MATERIAL FOR THIS EXERCISE →
########################################

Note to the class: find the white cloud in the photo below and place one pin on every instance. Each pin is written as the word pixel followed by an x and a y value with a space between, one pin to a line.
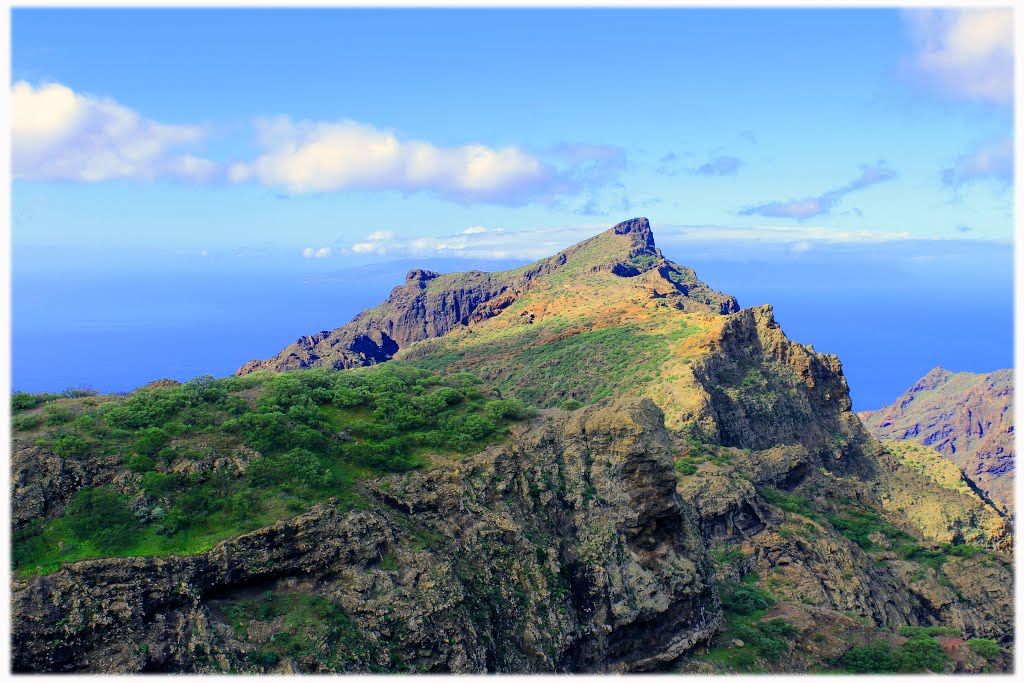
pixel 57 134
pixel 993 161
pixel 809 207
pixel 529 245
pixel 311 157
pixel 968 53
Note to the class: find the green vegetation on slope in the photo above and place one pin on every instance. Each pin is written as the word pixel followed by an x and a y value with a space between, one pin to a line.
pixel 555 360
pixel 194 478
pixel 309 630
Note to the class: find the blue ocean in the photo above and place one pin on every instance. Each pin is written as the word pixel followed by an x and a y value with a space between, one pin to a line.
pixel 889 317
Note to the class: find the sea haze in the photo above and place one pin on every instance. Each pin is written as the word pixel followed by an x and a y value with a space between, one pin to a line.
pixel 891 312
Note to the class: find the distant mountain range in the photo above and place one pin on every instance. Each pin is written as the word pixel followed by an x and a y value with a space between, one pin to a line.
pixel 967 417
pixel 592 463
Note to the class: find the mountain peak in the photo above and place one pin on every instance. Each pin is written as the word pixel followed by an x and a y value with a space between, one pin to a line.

########################################

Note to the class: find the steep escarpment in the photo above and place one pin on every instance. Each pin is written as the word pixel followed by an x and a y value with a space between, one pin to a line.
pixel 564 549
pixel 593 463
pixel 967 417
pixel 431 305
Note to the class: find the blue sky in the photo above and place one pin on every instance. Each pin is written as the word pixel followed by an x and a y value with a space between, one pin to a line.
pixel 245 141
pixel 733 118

########################################

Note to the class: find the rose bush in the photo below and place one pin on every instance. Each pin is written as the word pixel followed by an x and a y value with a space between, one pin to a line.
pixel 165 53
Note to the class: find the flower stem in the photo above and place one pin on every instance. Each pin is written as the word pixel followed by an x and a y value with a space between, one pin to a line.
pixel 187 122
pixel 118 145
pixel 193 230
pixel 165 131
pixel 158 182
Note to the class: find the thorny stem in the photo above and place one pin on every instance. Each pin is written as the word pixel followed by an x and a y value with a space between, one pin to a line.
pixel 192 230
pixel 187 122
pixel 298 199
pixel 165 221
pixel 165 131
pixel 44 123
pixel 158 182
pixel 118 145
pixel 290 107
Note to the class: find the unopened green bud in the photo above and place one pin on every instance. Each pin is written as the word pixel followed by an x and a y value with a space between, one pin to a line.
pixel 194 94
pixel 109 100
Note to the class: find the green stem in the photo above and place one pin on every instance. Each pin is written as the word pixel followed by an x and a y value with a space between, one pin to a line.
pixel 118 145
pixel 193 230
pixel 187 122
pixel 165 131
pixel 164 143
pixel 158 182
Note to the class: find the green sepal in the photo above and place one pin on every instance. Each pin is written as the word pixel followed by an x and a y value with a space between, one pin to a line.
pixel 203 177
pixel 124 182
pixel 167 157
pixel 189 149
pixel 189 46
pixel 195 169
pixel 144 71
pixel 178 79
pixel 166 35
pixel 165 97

########################################

EXERCISE DIRECTIONS → Convert the material above, from the line containing "Note to the class: find the unopened" down through the line containing "pixel 109 100", into a JSON list of strings. Include both end lines, give each line as one string, and omit blank lines.

REPLY TO THE EXERCISE →
[
  "Note to the class: find the unopened green bud in the photo above and place one pin on every instance. Each pin is written as the word pixel followed by an x and a y value with a space between, one pin to a line.",
  "pixel 194 94",
  "pixel 109 100"
]